> **Assignment**
Return every line from the records below that has the word "hood".

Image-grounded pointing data
┌──
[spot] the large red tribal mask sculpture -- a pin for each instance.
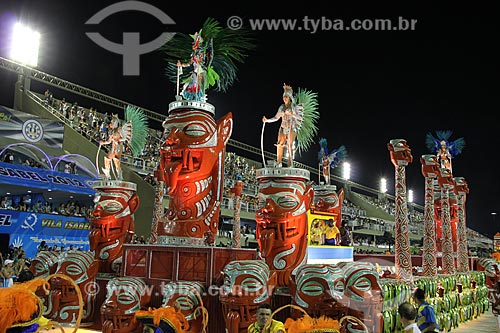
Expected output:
(63, 303)
(192, 168)
(319, 290)
(112, 222)
(187, 296)
(284, 199)
(247, 283)
(125, 296)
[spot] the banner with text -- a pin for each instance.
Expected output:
(44, 179)
(26, 127)
(28, 229)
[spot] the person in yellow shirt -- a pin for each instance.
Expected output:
(331, 233)
(263, 313)
(316, 232)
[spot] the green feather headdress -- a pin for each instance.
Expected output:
(308, 128)
(225, 49)
(139, 121)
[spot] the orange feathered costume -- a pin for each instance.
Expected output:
(19, 306)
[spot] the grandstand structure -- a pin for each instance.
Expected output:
(368, 211)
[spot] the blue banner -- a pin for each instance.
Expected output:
(28, 229)
(44, 179)
(26, 127)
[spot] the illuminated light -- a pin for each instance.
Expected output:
(346, 171)
(25, 44)
(383, 185)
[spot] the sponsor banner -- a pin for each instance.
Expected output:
(44, 179)
(26, 127)
(28, 229)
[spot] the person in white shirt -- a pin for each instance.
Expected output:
(407, 315)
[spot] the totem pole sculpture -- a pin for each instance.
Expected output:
(285, 194)
(445, 150)
(430, 170)
(463, 255)
(447, 184)
(247, 283)
(284, 199)
(187, 297)
(329, 160)
(236, 190)
(63, 303)
(328, 281)
(193, 144)
(400, 157)
(112, 222)
(363, 293)
(125, 296)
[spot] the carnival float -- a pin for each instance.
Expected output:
(181, 282)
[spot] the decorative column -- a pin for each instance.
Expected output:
(430, 170)
(400, 157)
(236, 190)
(463, 255)
(157, 211)
(285, 196)
(446, 183)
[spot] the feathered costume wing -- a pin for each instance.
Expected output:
(434, 143)
(135, 129)
(335, 157)
(308, 126)
(224, 48)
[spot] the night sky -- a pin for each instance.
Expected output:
(373, 86)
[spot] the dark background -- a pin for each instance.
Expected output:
(373, 86)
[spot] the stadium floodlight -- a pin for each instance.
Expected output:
(25, 44)
(383, 185)
(346, 171)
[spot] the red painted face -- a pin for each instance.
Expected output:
(282, 222)
(112, 223)
(400, 152)
(430, 166)
(192, 167)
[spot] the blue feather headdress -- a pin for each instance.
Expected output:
(434, 143)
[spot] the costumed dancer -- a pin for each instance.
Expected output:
(330, 160)
(445, 150)
(299, 115)
(210, 57)
(133, 132)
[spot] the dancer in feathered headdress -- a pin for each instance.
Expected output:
(210, 55)
(445, 150)
(299, 116)
(133, 132)
(330, 160)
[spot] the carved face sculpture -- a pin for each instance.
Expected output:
(327, 200)
(364, 293)
(44, 264)
(491, 271)
(187, 296)
(445, 179)
(247, 283)
(461, 185)
(191, 165)
(400, 152)
(319, 288)
(430, 166)
(282, 222)
(125, 296)
(63, 299)
(112, 223)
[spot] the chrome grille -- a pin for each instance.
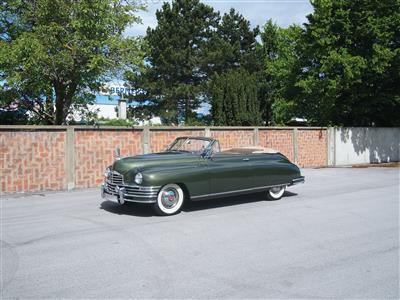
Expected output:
(115, 179)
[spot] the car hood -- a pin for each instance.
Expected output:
(140, 163)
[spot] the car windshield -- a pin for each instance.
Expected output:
(187, 144)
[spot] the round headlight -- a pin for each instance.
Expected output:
(139, 178)
(107, 172)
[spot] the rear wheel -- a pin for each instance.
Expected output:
(276, 193)
(169, 200)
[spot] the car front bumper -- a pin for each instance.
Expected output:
(129, 193)
(298, 180)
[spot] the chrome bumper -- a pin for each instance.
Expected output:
(129, 193)
(301, 179)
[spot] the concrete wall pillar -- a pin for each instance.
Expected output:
(122, 109)
(331, 146)
(207, 132)
(256, 138)
(70, 158)
(146, 140)
(295, 145)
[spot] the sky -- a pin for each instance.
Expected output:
(282, 12)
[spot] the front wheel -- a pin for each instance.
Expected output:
(169, 200)
(276, 193)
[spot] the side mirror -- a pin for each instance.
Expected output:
(207, 154)
(117, 153)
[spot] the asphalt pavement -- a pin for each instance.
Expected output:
(336, 236)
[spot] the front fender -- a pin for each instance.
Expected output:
(194, 178)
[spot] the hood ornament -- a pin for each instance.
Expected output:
(117, 154)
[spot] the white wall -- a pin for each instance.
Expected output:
(359, 145)
(104, 110)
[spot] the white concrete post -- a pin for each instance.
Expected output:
(122, 108)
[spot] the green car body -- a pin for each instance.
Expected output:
(201, 176)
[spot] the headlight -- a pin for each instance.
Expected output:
(107, 172)
(139, 178)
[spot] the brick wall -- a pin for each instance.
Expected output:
(233, 138)
(32, 161)
(312, 148)
(161, 138)
(94, 150)
(36, 158)
(281, 140)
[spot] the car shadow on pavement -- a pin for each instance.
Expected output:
(144, 210)
(229, 201)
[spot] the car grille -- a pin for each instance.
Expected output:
(115, 178)
(131, 191)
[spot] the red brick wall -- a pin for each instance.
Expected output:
(160, 139)
(312, 148)
(233, 138)
(280, 140)
(94, 151)
(32, 161)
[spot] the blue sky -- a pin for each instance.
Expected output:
(283, 12)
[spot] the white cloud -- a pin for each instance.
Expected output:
(283, 12)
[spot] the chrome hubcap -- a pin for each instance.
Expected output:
(276, 190)
(169, 198)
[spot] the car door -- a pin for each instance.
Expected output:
(268, 169)
(229, 172)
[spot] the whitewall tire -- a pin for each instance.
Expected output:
(169, 200)
(276, 193)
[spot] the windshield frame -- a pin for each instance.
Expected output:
(206, 151)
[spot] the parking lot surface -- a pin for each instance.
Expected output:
(335, 236)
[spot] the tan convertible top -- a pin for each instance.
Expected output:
(250, 150)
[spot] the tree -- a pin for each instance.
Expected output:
(178, 61)
(55, 54)
(235, 99)
(235, 44)
(281, 48)
(351, 64)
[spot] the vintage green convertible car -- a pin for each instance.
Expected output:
(194, 168)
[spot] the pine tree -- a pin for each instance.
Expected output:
(179, 57)
(235, 99)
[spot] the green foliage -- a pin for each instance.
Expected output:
(281, 48)
(116, 122)
(55, 54)
(235, 45)
(178, 58)
(235, 99)
(351, 64)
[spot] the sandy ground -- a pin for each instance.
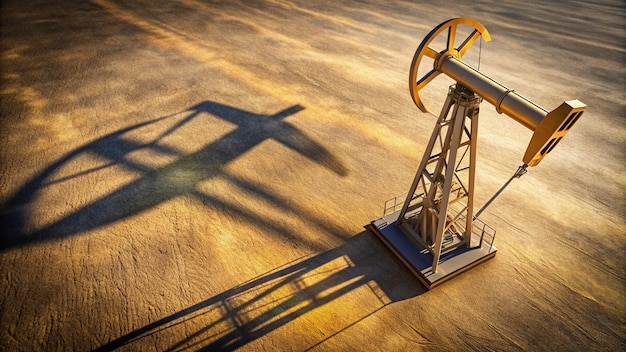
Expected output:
(192, 174)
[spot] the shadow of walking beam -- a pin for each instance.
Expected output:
(157, 185)
(258, 307)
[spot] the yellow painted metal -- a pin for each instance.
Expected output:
(549, 127)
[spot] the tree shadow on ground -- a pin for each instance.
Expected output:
(277, 298)
(157, 185)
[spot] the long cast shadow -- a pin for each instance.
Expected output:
(157, 185)
(257, 307)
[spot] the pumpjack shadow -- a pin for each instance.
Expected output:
(157, 185)
(238, 316)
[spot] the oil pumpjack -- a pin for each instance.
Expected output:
(436, 232)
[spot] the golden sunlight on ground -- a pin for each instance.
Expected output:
(197, 175)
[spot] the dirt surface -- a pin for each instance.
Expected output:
(191, 174)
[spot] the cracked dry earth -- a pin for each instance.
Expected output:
(196, 175)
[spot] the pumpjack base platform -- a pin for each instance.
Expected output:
(420, 261)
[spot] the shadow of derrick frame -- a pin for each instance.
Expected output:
(157, 185)
(255, 308)
(261, 305)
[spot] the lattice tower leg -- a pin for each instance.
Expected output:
(439, 205)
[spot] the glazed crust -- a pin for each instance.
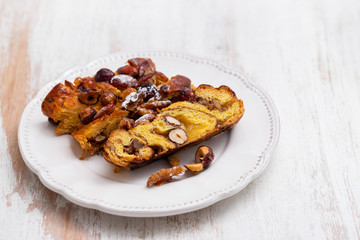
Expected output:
(227, 111)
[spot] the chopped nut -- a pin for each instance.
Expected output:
(108, 98)
(99, 139)
(195, 168)
(53, 122)
(143, 111)
(178, 136)
(70, 85)
(164, 176)
(204, 155)
(173, 160)
(156, 104)
(126, 124)
(107, 110)
(89, 96)
(104, 75)
(128, 70)
(116, 169)
(123, 81)
(146, 67)
(156, 78)
(145, 118)
(87, 115)
(172, 121)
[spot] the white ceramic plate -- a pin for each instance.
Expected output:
(241, 154)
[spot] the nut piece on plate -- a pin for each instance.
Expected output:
(108, 98)
(173, 160)
(164, 176)
(204, 155)
(89, 96)
(195, 167)
(178, 136)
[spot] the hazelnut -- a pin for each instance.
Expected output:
(89, 96)
(107, 110)
(195, 167)
(145, 118)
(87, 115)
(104, 75)
(108, 98)
(164, 176)
(178, 136)
(204, 155)
(172, 121)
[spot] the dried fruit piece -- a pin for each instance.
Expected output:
(150, 90)
(108, 98)
(179, 83)
(195, 167)
(164, 176)
(173, 160)
(89, 96)
(133, 100)
(136, 62)
(126, 124)
(128, 70)
(127, 91)
(187, 94)
(87, 115)
(104, 75)
(70, 85)
(172, 121)
(178, 136)
(123, 81)
(53, 122)
(204, 155)
(156, 78)
(107, 110)
(145, 118)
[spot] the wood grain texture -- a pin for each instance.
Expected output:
(306, 54)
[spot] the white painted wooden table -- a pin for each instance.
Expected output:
(306, 54)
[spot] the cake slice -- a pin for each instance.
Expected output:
(180, 125)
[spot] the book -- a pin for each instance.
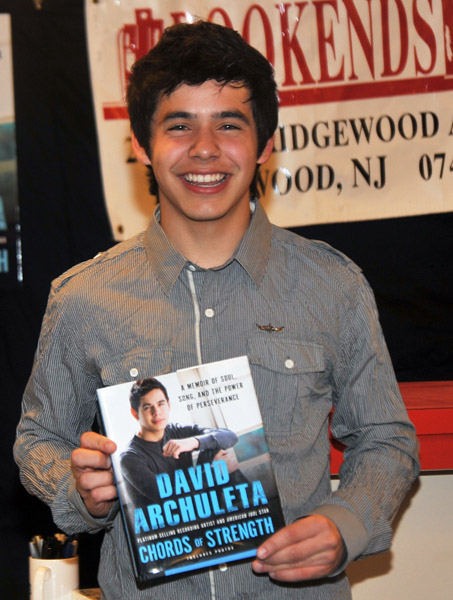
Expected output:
(192, 468)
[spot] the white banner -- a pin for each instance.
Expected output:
(10, 241)
(366, 97)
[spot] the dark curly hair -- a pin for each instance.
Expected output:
(191, 54)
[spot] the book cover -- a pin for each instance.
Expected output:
(192, 468)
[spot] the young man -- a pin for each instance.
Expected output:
(212, 279)
(163, 447)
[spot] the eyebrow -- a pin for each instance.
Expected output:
(225, 114)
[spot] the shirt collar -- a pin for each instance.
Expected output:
(252, 253)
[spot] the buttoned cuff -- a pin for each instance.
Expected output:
(352, 531)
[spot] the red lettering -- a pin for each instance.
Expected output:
(325, 40)
(290, 44)
(427, 34)
(404, 38)
(447, 9)
(149, 30)
(366, 44)
(179, 17)
(267, 28)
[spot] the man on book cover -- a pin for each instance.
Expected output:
(212, 279)
(163, 447)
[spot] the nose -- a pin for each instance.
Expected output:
(205, 144)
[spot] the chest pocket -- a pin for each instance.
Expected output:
(137, 365)
(287, 374)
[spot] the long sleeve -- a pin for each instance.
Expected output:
(381, 458)
(58, 406)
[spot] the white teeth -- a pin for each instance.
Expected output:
(209, 178)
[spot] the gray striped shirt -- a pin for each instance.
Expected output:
(141, 309)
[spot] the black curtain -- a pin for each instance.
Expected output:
(407, 261)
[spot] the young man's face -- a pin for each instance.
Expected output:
(203, 150)
(152, 414)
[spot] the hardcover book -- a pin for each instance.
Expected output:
(192, 468)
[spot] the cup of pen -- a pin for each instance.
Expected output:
(54, 575)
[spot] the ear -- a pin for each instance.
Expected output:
(139, 151)
(266, 152)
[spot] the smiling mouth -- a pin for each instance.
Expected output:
(210, 179)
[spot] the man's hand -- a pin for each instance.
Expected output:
(175, 447)
(310, 548)
(92, 469)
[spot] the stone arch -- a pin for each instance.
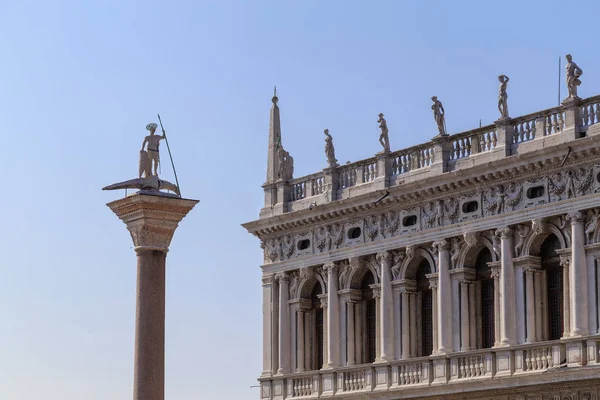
└──
> **Result for this exercise**
[spot] the car hood -- a pin for each instance.
[spot] the hood ornament -- a pin for each instance.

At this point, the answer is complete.